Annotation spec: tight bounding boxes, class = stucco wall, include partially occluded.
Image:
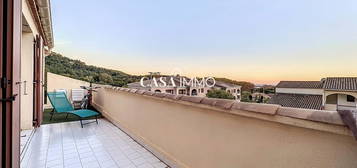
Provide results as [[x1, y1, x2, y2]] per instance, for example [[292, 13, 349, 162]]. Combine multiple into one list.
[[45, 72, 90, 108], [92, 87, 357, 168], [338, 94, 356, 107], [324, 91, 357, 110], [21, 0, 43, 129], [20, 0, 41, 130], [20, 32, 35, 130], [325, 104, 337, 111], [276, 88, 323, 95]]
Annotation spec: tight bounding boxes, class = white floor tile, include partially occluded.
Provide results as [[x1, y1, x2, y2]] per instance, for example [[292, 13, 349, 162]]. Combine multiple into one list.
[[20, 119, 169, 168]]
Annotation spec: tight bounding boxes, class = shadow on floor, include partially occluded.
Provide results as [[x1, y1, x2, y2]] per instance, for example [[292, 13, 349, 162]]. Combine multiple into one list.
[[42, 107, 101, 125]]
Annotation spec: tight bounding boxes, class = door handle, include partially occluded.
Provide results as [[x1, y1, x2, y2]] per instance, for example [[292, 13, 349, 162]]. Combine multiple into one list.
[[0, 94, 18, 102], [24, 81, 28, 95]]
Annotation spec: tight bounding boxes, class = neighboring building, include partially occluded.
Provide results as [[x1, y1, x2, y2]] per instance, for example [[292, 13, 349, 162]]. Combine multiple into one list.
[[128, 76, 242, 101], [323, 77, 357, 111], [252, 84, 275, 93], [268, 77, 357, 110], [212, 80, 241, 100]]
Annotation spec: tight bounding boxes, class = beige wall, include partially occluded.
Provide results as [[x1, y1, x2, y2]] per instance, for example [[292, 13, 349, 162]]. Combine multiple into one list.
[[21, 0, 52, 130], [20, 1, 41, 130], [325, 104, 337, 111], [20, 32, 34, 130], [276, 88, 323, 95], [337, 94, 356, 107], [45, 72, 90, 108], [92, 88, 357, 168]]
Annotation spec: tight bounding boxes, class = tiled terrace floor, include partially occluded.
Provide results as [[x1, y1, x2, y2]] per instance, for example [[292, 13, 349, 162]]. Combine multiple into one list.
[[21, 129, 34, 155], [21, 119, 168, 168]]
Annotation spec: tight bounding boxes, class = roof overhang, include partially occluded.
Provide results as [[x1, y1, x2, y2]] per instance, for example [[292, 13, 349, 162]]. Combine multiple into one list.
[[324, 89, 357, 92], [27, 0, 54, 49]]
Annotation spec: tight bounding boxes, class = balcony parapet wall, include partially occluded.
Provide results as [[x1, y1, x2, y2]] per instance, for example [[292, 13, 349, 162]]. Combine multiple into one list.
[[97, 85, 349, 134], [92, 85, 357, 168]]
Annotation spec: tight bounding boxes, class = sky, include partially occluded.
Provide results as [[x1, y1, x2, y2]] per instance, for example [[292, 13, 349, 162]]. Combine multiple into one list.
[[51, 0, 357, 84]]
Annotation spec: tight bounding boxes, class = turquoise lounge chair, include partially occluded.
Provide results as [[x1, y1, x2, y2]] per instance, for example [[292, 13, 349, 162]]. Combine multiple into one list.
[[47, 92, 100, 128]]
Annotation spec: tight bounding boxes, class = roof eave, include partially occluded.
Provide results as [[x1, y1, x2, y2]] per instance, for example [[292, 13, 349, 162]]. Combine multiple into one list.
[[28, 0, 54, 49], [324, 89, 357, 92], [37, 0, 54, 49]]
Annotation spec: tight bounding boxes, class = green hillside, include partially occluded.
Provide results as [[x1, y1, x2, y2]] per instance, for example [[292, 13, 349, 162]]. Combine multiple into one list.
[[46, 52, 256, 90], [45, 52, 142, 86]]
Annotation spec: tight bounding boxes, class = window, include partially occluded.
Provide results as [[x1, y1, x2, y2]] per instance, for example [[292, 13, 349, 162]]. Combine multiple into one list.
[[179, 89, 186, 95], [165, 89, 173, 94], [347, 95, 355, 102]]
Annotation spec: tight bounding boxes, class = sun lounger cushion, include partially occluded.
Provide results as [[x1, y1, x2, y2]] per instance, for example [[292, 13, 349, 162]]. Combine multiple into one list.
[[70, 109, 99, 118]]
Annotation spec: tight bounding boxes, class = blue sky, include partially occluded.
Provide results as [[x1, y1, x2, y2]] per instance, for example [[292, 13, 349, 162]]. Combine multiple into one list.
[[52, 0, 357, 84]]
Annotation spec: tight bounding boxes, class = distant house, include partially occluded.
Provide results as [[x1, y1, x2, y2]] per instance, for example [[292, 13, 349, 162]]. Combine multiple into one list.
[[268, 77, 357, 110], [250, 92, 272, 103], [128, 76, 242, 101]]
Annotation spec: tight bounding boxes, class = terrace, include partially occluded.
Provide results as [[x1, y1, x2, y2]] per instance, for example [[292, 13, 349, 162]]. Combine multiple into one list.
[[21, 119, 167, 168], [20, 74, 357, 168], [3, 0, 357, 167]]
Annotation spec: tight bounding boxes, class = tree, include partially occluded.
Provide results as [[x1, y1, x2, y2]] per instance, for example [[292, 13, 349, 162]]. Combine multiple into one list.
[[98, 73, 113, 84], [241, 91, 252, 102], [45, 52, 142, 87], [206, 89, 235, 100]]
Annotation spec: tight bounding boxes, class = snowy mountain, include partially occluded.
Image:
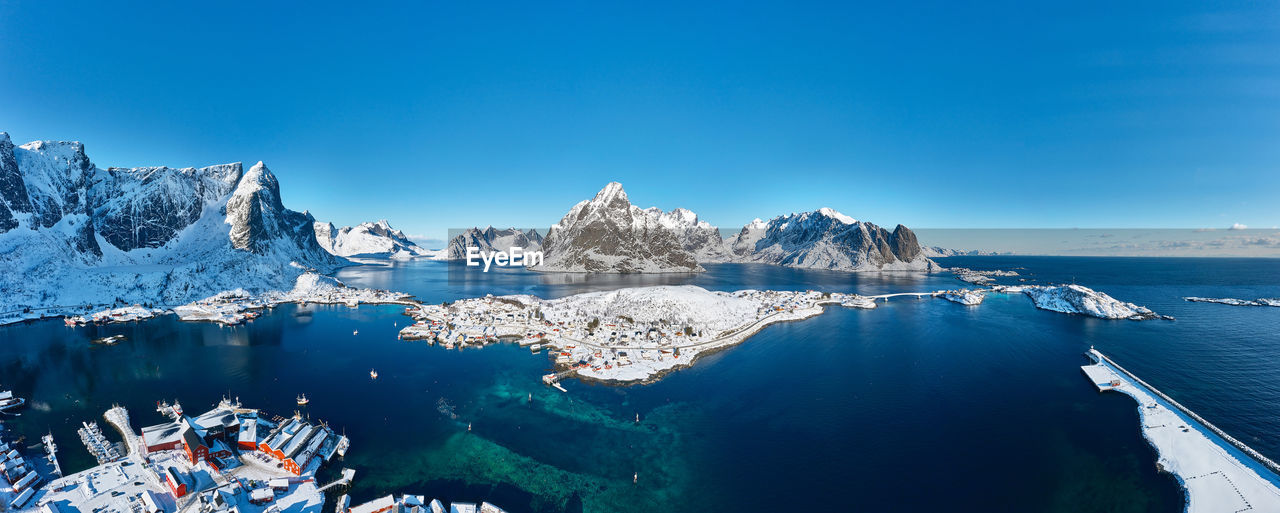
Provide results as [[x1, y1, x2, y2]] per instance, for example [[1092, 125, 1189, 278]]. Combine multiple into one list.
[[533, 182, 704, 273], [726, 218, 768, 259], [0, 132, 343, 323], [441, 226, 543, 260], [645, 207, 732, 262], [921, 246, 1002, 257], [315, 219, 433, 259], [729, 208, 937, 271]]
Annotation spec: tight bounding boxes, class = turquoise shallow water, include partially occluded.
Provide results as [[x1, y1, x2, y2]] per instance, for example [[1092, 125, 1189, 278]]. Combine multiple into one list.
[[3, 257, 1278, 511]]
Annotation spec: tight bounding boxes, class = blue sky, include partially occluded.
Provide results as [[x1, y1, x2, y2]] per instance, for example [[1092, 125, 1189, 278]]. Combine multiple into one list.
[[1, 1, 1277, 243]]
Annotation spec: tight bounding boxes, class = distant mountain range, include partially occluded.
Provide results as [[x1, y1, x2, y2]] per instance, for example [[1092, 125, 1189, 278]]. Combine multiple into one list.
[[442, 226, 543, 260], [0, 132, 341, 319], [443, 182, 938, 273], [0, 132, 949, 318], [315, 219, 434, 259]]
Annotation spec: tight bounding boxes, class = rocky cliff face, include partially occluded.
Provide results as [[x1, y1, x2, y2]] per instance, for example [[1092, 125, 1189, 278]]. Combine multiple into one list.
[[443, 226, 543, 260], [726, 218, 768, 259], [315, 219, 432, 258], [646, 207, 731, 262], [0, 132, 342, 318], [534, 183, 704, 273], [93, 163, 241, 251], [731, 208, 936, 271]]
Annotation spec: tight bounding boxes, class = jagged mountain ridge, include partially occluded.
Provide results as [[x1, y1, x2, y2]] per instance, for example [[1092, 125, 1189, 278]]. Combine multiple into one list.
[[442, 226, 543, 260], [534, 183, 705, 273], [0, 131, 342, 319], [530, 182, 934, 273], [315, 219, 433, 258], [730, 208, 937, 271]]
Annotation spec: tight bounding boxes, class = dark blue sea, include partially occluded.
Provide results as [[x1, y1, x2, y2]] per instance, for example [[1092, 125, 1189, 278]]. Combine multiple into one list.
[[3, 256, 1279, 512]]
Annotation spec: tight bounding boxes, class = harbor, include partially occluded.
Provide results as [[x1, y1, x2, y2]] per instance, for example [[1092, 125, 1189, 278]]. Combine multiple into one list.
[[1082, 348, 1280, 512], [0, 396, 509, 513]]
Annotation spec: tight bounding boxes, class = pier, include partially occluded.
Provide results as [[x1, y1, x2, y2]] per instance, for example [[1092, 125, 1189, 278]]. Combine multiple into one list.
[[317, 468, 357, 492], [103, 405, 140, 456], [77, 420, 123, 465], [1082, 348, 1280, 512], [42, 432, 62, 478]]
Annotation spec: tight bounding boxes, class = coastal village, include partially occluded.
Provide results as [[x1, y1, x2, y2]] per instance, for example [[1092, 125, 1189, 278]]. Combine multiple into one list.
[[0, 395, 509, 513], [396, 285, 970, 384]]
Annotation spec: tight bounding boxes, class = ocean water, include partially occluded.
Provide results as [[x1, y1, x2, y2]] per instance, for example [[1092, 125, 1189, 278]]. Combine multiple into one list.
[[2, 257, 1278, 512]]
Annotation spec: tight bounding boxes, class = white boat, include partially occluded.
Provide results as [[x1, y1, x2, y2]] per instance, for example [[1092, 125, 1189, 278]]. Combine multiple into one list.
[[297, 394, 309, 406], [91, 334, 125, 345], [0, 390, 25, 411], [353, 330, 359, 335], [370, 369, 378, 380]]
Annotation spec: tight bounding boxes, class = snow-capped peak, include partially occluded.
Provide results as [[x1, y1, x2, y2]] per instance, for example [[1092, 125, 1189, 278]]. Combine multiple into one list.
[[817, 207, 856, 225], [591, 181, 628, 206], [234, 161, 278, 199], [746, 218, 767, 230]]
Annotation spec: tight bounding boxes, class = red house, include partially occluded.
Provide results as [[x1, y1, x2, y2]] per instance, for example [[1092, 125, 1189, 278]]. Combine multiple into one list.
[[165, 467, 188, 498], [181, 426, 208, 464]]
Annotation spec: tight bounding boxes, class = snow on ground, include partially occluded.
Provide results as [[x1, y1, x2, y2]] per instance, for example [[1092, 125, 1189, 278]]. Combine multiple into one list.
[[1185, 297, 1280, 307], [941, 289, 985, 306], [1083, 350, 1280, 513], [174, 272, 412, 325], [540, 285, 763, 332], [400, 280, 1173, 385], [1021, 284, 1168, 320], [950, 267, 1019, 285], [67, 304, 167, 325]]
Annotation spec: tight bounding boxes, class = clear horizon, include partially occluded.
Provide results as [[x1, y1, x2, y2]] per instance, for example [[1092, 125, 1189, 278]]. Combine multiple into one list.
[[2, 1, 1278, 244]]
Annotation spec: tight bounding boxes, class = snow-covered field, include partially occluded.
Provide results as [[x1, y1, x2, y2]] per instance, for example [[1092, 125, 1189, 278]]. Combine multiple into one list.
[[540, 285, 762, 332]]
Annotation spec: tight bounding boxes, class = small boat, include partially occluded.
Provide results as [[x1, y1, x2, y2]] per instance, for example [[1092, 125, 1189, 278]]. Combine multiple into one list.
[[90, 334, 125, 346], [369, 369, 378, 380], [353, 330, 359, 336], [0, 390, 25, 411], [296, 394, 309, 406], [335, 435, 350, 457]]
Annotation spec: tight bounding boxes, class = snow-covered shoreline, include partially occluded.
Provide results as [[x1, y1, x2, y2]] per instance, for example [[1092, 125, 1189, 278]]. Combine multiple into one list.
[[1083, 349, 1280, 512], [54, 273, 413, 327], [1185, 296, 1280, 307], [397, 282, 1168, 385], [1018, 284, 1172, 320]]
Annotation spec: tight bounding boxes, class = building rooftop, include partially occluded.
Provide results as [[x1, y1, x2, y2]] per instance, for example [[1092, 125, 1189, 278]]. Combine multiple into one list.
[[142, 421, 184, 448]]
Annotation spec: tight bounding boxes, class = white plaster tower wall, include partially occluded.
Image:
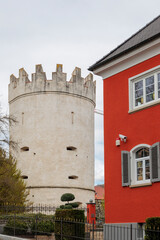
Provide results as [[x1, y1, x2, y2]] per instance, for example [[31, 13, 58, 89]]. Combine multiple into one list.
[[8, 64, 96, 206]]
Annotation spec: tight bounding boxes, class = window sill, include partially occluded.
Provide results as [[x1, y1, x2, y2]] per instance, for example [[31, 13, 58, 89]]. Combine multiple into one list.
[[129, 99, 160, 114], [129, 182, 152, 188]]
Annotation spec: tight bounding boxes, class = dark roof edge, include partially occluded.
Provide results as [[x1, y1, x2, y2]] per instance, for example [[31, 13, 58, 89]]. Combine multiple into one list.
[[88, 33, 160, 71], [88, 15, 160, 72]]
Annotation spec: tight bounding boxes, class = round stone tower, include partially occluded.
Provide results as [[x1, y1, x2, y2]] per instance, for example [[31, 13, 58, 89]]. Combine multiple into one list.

# YOUR TASK
State how many lines of the entries above include the word "house", offering no text other than the number.

# PROBLEM SOLUTION
2